Repeat every line of the listing below exactly, minus the pictures.

------ Supplied data ------

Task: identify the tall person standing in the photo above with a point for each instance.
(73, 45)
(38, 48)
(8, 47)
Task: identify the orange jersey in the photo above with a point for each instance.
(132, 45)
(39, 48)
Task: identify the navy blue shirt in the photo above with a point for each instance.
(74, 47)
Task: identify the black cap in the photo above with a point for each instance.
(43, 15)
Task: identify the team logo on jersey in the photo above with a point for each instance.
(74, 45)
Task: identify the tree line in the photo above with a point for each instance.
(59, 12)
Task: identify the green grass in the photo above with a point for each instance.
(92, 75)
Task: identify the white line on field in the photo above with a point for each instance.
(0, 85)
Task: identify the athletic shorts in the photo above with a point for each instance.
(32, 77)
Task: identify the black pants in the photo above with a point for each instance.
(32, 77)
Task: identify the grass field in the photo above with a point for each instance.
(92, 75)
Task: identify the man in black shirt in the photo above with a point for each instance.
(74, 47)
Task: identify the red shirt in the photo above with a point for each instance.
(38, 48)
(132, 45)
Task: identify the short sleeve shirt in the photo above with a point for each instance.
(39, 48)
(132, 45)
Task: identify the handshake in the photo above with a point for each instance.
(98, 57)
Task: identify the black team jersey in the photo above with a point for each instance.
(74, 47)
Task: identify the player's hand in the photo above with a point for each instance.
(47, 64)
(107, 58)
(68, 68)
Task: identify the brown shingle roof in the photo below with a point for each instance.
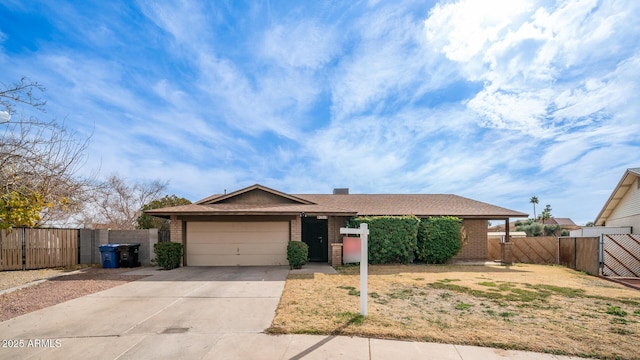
(414, 204)
(347, 205)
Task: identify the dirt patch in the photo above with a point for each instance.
(529, 307)
(58, 289)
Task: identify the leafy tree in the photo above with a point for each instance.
(551, 230)
(18, 209)
(534, 201)
(117, 204)
(530, 227)
(38, 160)
(152, 222)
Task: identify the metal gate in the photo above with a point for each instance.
(621, 255)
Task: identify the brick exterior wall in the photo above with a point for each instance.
(476, 247)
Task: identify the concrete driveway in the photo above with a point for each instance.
(180, 313)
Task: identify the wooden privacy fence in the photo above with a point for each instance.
(26, 248)
(529, 250)
(621, 255)
(579, 253)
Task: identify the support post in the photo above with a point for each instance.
(363, 231)
(364, 267)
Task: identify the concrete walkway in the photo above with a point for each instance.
(199, 313)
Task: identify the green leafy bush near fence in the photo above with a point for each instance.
(392, 239)
(168, 254)
(297, 254)
(439, 239)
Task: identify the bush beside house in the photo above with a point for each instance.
(403, 239)
(439, 239)
(392, 239)
(168, 254)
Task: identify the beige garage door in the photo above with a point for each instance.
(237, 243)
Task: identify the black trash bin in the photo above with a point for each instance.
(110, 256)
(129, 255)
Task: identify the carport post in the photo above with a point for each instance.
(364, 262)
(364, 267)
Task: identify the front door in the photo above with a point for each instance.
(315, 234)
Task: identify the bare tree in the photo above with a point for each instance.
(39, 160)
(119, 204)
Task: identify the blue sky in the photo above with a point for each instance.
(493, 100)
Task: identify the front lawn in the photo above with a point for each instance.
(527, 307)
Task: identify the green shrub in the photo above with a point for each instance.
(439, 239)
(168, 254)
(297, 254)
(392, 239)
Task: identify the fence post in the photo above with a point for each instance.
(24, 248)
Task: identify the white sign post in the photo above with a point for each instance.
(363, 231)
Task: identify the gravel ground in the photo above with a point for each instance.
(11, 279)
(59, 287)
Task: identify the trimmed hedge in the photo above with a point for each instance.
(392, 239)
(439, 239)
(168, 254)
(297, 254)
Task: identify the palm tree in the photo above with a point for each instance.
(534, 201)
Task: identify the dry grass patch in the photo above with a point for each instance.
(529, 307)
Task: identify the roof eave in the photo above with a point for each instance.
(601, 219)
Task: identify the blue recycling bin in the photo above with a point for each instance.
(110, 256)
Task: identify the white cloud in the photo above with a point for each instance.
(303, 44)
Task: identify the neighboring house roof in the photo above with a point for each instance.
(618, 193)
(241, 203)
(560, 221)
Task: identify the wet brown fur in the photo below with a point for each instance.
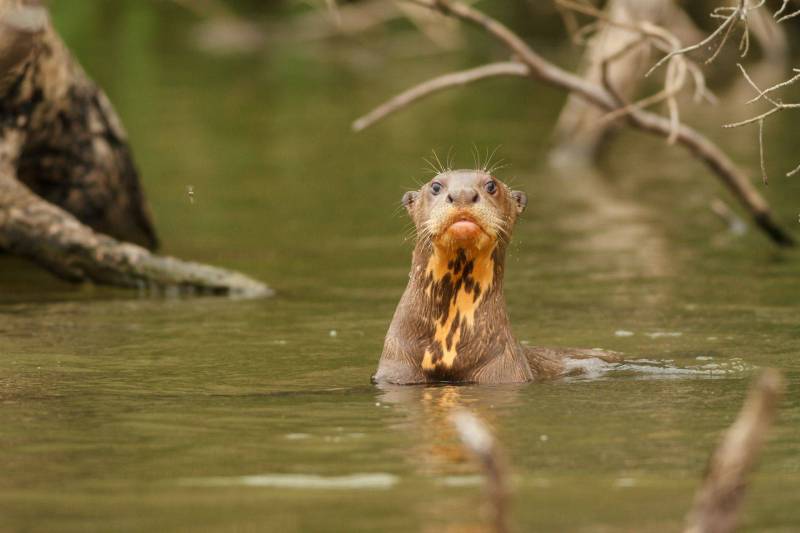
(451, 323)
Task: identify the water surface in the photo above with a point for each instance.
(131, 412)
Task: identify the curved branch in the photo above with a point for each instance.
(700, 146)
(55, 239)
(454, 79)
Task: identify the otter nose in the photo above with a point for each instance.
(463, 196)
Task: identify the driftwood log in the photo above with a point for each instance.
(70, 196)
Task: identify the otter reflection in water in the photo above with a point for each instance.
(451, 323)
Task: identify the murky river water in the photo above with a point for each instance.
(127, 413)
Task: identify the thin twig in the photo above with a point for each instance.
(454, 79)
(701, 147)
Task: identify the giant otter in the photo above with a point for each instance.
(451, 323)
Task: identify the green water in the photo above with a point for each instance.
(128, 413)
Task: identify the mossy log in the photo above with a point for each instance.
(70, 196)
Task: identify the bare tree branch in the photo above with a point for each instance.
(454, 79)
(701, 147)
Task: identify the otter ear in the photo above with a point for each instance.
(408, 200)
(520, 199)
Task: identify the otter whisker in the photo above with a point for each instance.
(450, 159)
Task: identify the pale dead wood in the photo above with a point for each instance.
(70, 194)
(719, 499)
(701, 147)
(454, 79)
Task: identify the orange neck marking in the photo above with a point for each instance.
(459, 283)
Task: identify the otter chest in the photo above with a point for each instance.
(454, 289)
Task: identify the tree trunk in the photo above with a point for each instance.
(69, 190)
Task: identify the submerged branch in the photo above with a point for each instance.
(718, 500)
(478, 439)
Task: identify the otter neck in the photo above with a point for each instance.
(455, 288)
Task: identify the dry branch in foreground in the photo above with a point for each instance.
(717, 502)
(600, 96)
(69, 191)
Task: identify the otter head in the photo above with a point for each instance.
(466, 210)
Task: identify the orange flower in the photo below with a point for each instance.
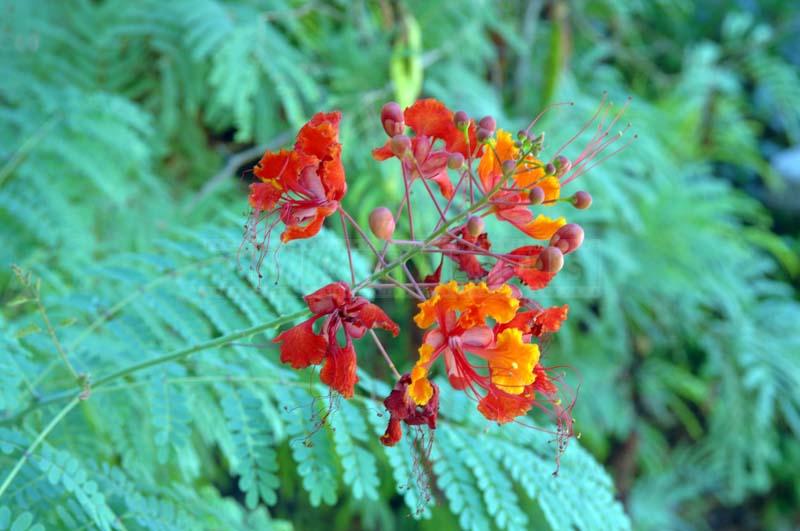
(461, 314)
(512, 205)
(305, 185)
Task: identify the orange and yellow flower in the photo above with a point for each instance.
(495, 363)
(512, 205)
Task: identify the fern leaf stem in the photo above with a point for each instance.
(217, 342)
(172, 356)
(36, 442)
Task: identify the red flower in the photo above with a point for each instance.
(402, 408)
(301, 347)
(430, 121)
(304, 185)
(520, 263)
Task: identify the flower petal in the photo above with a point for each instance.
(504, 407)
(328, 298)
(300, 346)
(371, 315)
(549, 320)
(543, 227)
(512, 362)
(339, 371)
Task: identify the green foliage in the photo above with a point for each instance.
(113, 115)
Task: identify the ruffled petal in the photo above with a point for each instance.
(320, 136)
(299, 232)
(264, 196)
(371, 316)
(549, 320)
(503, 407)
(328, 298)
(300, 347)
(512, 361)
(499, 304)
(542, 383)
(339, 371)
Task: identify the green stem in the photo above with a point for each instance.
(218, 342)
(35, 444)
(178, 354)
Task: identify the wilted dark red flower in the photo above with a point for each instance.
(304, 185)
(301, 347)
(402, 408)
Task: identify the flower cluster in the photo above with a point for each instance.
(487, 331)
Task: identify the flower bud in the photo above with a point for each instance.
(509, 167)
(488, 123)
(381, 222)
(461, 120)
(551, 260)
(582, 200)
(536, 195)
(400, 145)
(568, 238)
(475, 225)
(392, 119)
(562, 165)
(455, 161)
(483, 135)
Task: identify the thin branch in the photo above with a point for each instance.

------

:: Answer below ::
Task: identify the tall person standing in the photo above with a point for each instance.
(73, 45)
(38, 48)
(8, 47)
Task: identify the orange jersey in the photo above with a point for each instance.
(132, 45)
(39, 48)
Task: identify the navy blue shirt in the photo above with a point for each instance.
(74, 47)
Task: identify the black cap in the photo above with a point for each instance.
(43, 15)
Task: identify the team logo on jersey in the photo above with a point for each instance.
(74, 45)
Task: identify the tree line in the photo above with a point for each instance.
(59, 12)
Task: identify the green grass in the photo above with a point for each instance.
(92, 75)
Task: identify the white line on field in the photo above with a point for each instance.
(0, 85)
Task: identify the athletic shorts in the photo above with a point for each instance.
(32, 77)
Task: identify the black pants in the photo above with a point for each instance.
(32, 77)
Task: identify the grass field in the photo above with a point for each instance.
(92, 75)
Task: identify the man in black shirt in the photo above with a point for each instance.
(74, 47)
Task: identify the red shirt in the photo above with a point for each instance.
(38, 48)
(132, 45)
Task: identify the short sleeve shirt in the photo above with a point for each instance.
(39, 48)
(132, 45)
Task: identify the handshake in the photo above with a point for each instance.
(98, 57)
Task: identify the black team jersey in the photo above with a point for each instance.
(74, 47)
Task: identify the player's hand in the photo above with a point for each instance.
(47, 64)
(107, 58)
(68, 68)
Task: identify the brown shingle roof in the photo below with a point for each instance.
(414, 204)
(347, 205)
Task: identify the dirt patch in the photo above with a point for each instance.
(529, 307)
(58, 289)
Task: identify the leafy tree in the photo above with a point for each instance.
(551, 230)
(18, 209)
(534, 201)
(117, 204)
(530, 227)
(38, 160)
(152, 222)
Task: identify the metal gate in the photo above with a point for each instance.
(621, 255)
Task: identify the brick exterior wall in the photo above with a point for each instance.
(476, 247)
Task: identify the concrete driveway in the photo above with a point for each instance.
(180, 313)
Task: identify the wooden privacy fence in the photo above with a point for each instance.
(26, 248)
(529, 250)
(621, 255)
(579, 253)
Task: identify the support post in the photo above with a point for each instance.
(363, 231)
(364, 267)
Task: identify the concrete walkway in the photo above with a point for each instance.
(199, 313)
Task: identify the green leafy bush near fence in the photo above with a point for each instance.
(392, 239)
(168, 254)
(297, 254)
(439, 239)
Task: identify the bush beside house in the photo above with a point for each instance.
(403, 239)
(439, 239)
(392, 239)
(168, 254)
Task: identify the beige garage door in the photo above with a point for each instance.
(237, 243)
Task: identify the black trash bin in the photo above with a point for each instance.
(110, 256)
(129, 255)
Task: identify the carport post in the photo above with a point for each instance.
(364, 262)
(364, 267)
Task: identify the front door in the photo above with a point for each instance.
(315, 234)
Task: identify the bare tree in the photo above with a point for each instance.
(39, 160)
(119, 204)
Task: identify the blue sky in the photo above with a point for each instance.
(493, 100)
Task: identify the front lawn in the photo above with a point for each instance.
(527, 307)
Task: identify the green shrub in the photo above with a point for each instance.
(439, 239)
(168, 254)
(297, 254)
(392, 239)
Task: identify the fence post in the photo above with a point for each instance.
(24, 248)
Task: identify the white sign post in the photo above with a point for each instance.
(363, 231)
Task: identify the gravel ground in the photo above with a point for each instance.
(11, 279)
(59, 287)
Task: identify the trimmed hedge in the photo above with a point for each instance.
(392, 239)
(439, 239)
(168, 254)
(297, 254)
Task: identify the palm tree in the photo above with a point for each instance.
(534, 201)
Task: identify the dry grass patch in the photo above with a point for each instance.
(529, 307)
Task: identify the roof eave in the photo above with a point for each instance.
(601, 219)
Task: identify the blue recycling bin in the photo above with a point for each instance.
(110, 256)
Task: identify the white cloud in the photo above with a point for each instance.
(303, 44)
Task: identify the neighboring house roof in the photo above with a point for each instance.
(618, 193)
(241, 203)
(560, 221)
Task: identify the wet brown fur in the photo below with a point for each instance.
(451, 323)
Task: identify the water surface in the photo above with a point for each instance.
(131, 412)
Task: identify the curved branch in the photo above with a point for each instance.
(700, 146)
(55, 239)
(454, 79)
Task: identify the otter nose in the photo above with a point for each instance.
(463, 196)
Task: identify the driftwood log in the photo above with a point for each instance.
(70, 196)
Task: identify the otter reflection in water in the photo above with a point for each instance.
(451, 323)
Task: identify the murky river water in the photo above with a point for each instance.
(127, 413)
Task: identify the thin twig in the photo above with a point for each instance.
(454, 79)
(701, 147)
Task: identify the giant otter in the photo above with a point for each instance.
(451, 323)
Task: identify the green water in the photo above with a point for each instance.
(128, 413)
Task: identify the mossy log in the photo above with a point for each instance.
(70, 196)
Task: identify the bare tree branch in the photo above with a point for each instance.
(454, 79)
(701, 147)
Task: identify the otter ear in the photo above with a point for each instance.
(408, 200)
(520, 199)
Task: identify the otter whisker in the photo above with a point for each instance.
(450, 159)
Task: identify the pale dead wood in the photo above with a point for each instance.
(70, 194)
(719, 499)
(701, 147)
(454, 79)
Task: identify the orange neck marking in the photo above with a point for each instance.
(459, 283)
Task: identify the otter chest in the photo above with a point for each instance.
(454, 289)
Task: identify the tree trunk in the photo above with a point for each instance.
(69, 190)
Task: identify the submerged branch in the photo above with a point for each instance.
(718, 500)
(478, 439)
Task: identify the otter neck in the photo above with a point for each instance.
(455, 288)
Task: identify the dry branch in foreground in the photo above with a point for each instance.
(717, 502)
(600, 96)
(69, 191)
Task: identify the otter head in the photo above with a point for each instance.
(466, 210)
Task: identify the orange flower in the photo below with a point for each instance.
(461, 314)
(512, 205)
(305, 185)
Task: identify the orange and yellow flower in the photo above with a point for each instance.
(495, 363)
(512, 205)
Task: identify the fern leaf stem in the photo above with a point for each instance.
(217, 342)
(172, 356)
(36, 442)
Task: identify the red flower in the photo above with a point for each instance.
(402, 408)
(301, 347)
(430, 121)
(304, 185)
(520, 263)
Task: identify the flower petal in the photo above with a point for each instance.
(504, 407)
(328, 298)
(300, 346)
(371, 315)
(549, 320)
(543, 227)
(512, 362)
(339, 371)
Task: identify the green foliage in the photo above with a point for each instance.
(113, 115)
Task: identify the ruffled petal in the photo above with a point for each instance.
(320, 136)
(299, 232)
(264, 196)
(371, 316)
(549, 320)
(503, 407)
(328, 298)
(300, 347)
(512, 361)
(499, 304)
(542, 383)
(339, 371)
Task: identify the green stem in the photo above with a point for each instance.
(218, 342)
(35, 444)
(178, 354)
Task: identify the wilted dark red flower in the photo above with a point for each instance.
(304, 185)
(301, 347)
(402, 408)
Task: identify the flower cluster in the photo above with a point for each instance.
(487, 331)
Task: identify the flower bud in the photo above with a point for each instance.
(509, 167)
(488, 123)
(381, 222)
(461, 120)
(551, 260)
(582, 200)
(536, 195)
(400, 145)
(568, 238)
(475, 225)
(392, 119)
(562, 165)
(455, 161)
(483, 135)
Task: identify the thin branch in the photo above with a point for each instance.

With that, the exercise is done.